◆ **GOAL**:
Print verbatim the lines of the entries from the one containing "of the beige" to the last, inclusive, and no others.

(Point labeling examples)
━━━━

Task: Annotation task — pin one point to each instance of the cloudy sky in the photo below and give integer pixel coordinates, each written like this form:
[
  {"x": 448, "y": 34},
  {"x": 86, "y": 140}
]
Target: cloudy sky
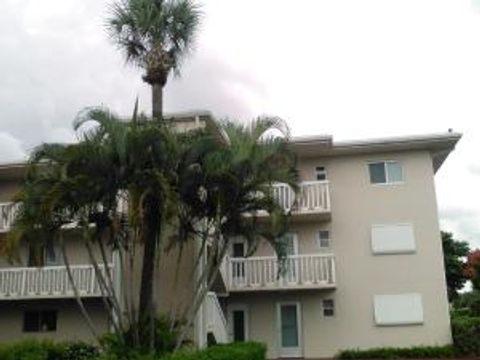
[{"x": 349, "y": 68}]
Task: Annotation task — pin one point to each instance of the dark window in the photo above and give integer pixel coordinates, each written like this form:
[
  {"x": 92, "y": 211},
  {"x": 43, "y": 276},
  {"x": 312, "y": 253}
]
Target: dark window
[
  {"x": 385, "y": 172},
  {"x": 328, "y": 307},
  {"x": 31, "y": 321},
  {"x": 377, "y": 173},
  {"x": 324, "y": 238},
  {"x": 238, "y": 250},
  {"x": 238, "y": 325},
  {"x": 40, "y": 321},
  {"x": 48, "y": 321},
  {"x": 320, "y": 173}
]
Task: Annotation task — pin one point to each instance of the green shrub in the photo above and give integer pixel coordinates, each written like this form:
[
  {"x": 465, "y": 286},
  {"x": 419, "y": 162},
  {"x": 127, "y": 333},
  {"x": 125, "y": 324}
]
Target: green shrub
[
  {"x": 468, "y": 303},
  {"x": 235, "y": 351},
  {"x": 466, "y": 335},
  {"x": 417, "y": 352},
  {"x": 47, "y": 350}
]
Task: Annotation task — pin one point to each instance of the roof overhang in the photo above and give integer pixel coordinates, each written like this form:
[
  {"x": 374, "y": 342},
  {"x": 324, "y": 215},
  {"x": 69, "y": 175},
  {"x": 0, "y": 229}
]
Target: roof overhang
[
  {"x": 439, "y": 146},
  {"x": 13, "y": 171}
]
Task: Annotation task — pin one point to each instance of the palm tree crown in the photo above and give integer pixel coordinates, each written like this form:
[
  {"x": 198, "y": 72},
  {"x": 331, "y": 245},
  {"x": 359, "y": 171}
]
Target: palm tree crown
[{"x": 154, "y": 34}]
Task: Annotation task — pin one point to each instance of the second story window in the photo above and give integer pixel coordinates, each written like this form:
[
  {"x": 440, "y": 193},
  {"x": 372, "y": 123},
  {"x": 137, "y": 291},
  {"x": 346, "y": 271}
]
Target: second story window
[
  {"x": 385, "y": 172},
  {"x": 320, "y": 173},
  {"x": 48, "y": 254},
  {"x": 328, "y": 307},
  {"x": 324, "y": 239}
]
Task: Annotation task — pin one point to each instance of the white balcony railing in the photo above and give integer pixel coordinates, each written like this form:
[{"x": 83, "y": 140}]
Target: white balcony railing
[
  {"x": 216, "y": 322},
  {"x": 48, "y": 282},
  {"x": 7, "y": 215},
  {"x": 313, "y": 197},
  {"x": 262, "y": 273}
]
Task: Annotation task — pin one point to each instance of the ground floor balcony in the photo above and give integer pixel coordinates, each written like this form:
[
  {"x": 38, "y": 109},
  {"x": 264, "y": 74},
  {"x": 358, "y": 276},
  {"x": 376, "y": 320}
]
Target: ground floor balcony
[
  {"x": 48, "y": 282},
  {"x": 311, "y": 271}
]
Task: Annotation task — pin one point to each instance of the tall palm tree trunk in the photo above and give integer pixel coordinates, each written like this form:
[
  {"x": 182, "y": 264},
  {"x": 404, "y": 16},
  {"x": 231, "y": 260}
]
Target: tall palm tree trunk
[
  {"x": 157, "y": 100},
  {"x": 152, "y": 236}
]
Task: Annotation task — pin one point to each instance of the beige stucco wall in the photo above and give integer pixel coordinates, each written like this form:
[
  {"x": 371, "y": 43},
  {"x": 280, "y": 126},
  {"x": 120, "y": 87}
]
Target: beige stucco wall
[
  {"x": 356, "y": 205},
  {"x": 70, "y": 323}
]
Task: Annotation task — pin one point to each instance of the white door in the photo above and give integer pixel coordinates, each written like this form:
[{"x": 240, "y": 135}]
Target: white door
[
  {"x": 238, "y": 323},
  {"x": 290, "y": 334}
]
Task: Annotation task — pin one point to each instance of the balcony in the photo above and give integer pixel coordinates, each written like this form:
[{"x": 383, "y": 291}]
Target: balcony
[
  {"x": 313, "y": 271},
  {"x": 7, "y": 215},
  {"x": 48, "y": 282},
  {"x": 311, "y": 202}
]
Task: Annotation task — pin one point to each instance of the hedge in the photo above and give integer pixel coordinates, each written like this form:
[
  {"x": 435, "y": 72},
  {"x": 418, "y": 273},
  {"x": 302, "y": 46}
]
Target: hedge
[
  {"x": 235, "y": 351},
  {"x": 417, "y": 352},
  {"x": 47, "y": 350}
]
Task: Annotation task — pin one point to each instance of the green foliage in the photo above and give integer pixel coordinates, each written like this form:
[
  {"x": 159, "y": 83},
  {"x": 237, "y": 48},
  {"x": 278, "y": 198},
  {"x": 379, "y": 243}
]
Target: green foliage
[
  {"x": 235, "y": 351},
  {"x": 417, "y": 352},
  {"x": 155, "y": 35},
  {"x": 466, "y": 335},
  {"x": 454, "y": 253},
  {"x": 467, "y": 304},
  {"x": 123, "y": 347},
  {"x": 47, "y": 350}
]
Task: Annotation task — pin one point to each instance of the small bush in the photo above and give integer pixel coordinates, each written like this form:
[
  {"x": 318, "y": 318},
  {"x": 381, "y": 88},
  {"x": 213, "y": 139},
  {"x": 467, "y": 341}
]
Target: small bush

━━━━

◆ **RESULT OF THIS EXERCISE**:
Task: Annotation task — pin one point to each instance of the beige stucco wall in the photo above and give integer pixel coordinates, each written like this form:
[
  {"x": 371, "y": 43},
  {"x": 280, "y": 126},
  {"x": 120, "y": 87}
]
Target: beige stucco wall
[
  {"x": 356, "y": 205},
  {"x": 70, "y": 323}
]
Task: Annotation task — pin one point to each instance of the white door in the photo above and give integer pixel coordinates, each written like this form:
[{"x": 240, "y": 135}]
Target: white door
[
  {"x": 238, "y": 323},
  {"x": 290, "y": 334}
]
Task: Annotation task — pin one point to each instance of the balcony in the photo above and give integer pixel coordinates, each written like this form:
[{"x": 383, "y": 291}]
Target: balcony
[
  {"x": 313, "y": 271},
  {"x": 7, "y": 215},
  {"x": 48, "y": 282},
  {"x": 311, "y": 202}
]
Task: Annotation task — pin one point to each instance of the hedge in the photo above and give integer pixel coordinates, each written like this form:
[
  {"x": 435, "y": 72},
  {"x": 418, "y": 273},
  {"x": 302, "y": 46}
]
Target: hedge
[
  {"x": 235, "y": 351},
  {"x": 417, "y": 352},
  {"x": 47, "y": 350}
]
Task: Annotation task — pin one point to each instance of the green foliage in the photo above and give integer pixel coordinates, each written like this form:
[
  {"x": 159, "y": 83},
  {"x": 237, "y": 48},
  {"x": 278, "y": 198},
  {"x": 379, "y": 243}
]
Target: green foliage
[
  {"x": 235, "y": 351},
  {"x": 417, "y": 352},
  {"x": 155, "y": 35},
  {"x": 466, "y": 335},
  {"x": 454, "y": 253},
  {"x": 467, "y": 304},
  {"x": 123, "y": 347},
  {"x": 47, "y": 350}
]
Task: Annotation task — pin one point to each instance of the small bush in the photo above and give integer pixel coordinates, each written like this form:
[
  {"x": 318, "y": 318},
  {"x": 381, "y": 88},
  {"x": 213, "y": 139},
  {"x": 467, "y": 341}
]
Target: small bush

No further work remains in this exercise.